---- The input

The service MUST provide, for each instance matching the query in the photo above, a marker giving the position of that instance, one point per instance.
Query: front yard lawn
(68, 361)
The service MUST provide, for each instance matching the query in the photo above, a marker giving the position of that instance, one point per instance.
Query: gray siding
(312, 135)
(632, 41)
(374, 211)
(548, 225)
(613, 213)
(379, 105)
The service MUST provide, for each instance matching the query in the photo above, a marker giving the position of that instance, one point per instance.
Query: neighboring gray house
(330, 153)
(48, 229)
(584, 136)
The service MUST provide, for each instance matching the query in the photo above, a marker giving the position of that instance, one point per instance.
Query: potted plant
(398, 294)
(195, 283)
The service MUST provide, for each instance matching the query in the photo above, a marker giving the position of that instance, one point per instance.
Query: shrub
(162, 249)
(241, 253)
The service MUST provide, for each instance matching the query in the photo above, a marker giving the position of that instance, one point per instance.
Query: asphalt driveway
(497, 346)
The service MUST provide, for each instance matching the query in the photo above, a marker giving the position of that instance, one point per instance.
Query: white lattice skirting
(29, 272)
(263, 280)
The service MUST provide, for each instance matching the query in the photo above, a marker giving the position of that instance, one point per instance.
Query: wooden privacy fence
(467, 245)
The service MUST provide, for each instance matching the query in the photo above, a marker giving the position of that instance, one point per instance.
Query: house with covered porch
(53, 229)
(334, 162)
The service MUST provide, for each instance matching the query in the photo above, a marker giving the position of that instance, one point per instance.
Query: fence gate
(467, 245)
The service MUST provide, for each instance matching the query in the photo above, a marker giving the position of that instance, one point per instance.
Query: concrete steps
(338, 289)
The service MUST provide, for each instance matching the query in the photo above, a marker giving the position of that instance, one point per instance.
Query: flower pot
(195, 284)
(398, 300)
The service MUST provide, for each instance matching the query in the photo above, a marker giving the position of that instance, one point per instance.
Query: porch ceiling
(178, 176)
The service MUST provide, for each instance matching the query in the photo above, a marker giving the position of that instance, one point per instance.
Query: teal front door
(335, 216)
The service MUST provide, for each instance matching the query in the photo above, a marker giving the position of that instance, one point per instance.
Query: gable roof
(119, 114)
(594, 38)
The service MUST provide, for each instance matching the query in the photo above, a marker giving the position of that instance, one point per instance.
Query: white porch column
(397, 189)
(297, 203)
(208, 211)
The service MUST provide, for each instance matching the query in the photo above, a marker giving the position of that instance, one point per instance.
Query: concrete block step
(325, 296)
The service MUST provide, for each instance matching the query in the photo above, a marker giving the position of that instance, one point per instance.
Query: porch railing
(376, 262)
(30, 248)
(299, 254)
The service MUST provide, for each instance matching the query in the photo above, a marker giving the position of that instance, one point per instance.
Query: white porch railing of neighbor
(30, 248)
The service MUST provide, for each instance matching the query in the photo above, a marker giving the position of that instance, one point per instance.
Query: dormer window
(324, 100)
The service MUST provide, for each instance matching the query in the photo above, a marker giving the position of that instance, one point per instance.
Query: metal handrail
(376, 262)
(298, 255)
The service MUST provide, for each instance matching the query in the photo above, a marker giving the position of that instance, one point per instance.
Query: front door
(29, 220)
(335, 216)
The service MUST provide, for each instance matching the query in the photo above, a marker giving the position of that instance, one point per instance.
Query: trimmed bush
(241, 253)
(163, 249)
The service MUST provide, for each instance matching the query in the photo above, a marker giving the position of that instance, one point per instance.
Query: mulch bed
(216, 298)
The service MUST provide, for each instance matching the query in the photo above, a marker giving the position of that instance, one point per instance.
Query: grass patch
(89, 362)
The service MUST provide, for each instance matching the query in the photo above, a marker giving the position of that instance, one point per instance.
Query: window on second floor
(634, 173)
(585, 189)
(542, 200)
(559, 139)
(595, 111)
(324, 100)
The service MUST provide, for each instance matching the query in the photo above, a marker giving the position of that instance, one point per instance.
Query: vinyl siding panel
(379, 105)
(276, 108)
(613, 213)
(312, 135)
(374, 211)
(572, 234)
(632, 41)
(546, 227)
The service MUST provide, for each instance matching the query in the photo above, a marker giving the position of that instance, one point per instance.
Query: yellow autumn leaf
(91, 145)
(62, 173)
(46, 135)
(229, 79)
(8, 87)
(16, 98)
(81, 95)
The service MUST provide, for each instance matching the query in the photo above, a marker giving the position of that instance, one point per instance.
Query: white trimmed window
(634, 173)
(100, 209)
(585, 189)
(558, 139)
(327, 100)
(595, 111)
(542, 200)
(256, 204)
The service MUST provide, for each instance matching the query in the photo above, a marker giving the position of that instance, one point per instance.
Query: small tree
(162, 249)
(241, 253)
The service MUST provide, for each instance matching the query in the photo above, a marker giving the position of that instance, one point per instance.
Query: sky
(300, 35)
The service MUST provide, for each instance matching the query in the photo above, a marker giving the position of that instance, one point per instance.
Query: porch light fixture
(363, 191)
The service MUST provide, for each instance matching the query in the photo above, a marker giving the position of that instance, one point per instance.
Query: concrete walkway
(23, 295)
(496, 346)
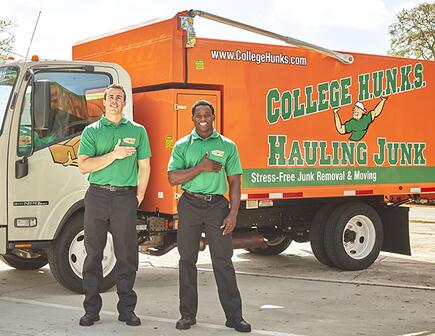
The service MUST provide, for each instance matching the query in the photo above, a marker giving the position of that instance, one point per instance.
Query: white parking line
(144, 317)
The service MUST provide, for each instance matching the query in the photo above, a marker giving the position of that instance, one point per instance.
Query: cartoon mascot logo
(360, 121)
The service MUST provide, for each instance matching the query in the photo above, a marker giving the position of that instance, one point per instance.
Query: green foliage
(7, 39)
(413, 33)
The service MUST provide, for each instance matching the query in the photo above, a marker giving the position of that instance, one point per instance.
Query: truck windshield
(8, 77)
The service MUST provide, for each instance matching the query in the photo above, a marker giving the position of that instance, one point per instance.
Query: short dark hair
(115, 86)
(202, 103)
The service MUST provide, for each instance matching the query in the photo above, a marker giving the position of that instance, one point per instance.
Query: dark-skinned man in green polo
(202, 162)
(115, 152)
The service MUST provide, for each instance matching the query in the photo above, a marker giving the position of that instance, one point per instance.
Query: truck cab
(44, 107)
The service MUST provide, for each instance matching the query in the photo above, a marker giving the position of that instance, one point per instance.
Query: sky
(342, 25)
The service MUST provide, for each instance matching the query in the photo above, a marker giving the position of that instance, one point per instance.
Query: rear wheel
(67, 255)
(353, 236)
(275, 244)
(317, 234)
(29, 261)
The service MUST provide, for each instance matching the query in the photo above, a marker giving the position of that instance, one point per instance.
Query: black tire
(275, 245)
(364, 236)
(59, 258)
(317, 234)
(23, 263)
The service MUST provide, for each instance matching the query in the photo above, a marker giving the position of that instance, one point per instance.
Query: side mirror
(41, 105)
(21, 167)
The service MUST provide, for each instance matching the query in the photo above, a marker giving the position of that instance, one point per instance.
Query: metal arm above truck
(343, 58)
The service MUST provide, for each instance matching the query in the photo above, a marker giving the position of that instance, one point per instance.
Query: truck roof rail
(344, 58)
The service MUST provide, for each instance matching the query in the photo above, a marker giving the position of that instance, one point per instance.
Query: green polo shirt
(190, 150)
(358, 127)
(101, 137)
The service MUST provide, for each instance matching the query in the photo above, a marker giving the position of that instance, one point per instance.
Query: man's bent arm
(144, 176)
(181, 176)
(230, 221)
(92, 164)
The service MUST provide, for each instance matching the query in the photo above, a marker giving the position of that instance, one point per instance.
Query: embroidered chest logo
(218, 153)
(130, 141)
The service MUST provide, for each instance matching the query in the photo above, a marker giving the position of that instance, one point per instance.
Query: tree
(7, 39)
(413, 33)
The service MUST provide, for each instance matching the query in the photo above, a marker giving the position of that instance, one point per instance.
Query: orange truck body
(276, 102)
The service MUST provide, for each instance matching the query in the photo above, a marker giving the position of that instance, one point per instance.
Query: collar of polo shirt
(195, 135)
(107, 122)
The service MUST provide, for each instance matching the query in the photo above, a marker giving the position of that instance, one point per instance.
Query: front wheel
(32, 261)
(274, 245)
(353, 236)
(67, 255)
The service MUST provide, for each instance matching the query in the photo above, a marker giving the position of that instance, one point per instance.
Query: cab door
(44, 181)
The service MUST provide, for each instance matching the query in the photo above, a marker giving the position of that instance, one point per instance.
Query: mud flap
(396, 229)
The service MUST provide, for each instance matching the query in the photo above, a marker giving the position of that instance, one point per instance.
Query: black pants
(196, 216)
(114, 212)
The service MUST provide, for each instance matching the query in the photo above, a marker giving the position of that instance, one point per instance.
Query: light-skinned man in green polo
(115, 152)
(202, 163)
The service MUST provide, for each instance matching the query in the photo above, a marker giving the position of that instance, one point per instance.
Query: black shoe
(185, 323)
(240, 325)
(130, 319)
(88, 319)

--------

Given problem =>
Which lines of the material above contain the string "dark"? List each of those lines in full, and treat uppercase and lowercase letters as different.

Answer for the task =>
Query: short dark hair
Query: dark-skinned man in green polo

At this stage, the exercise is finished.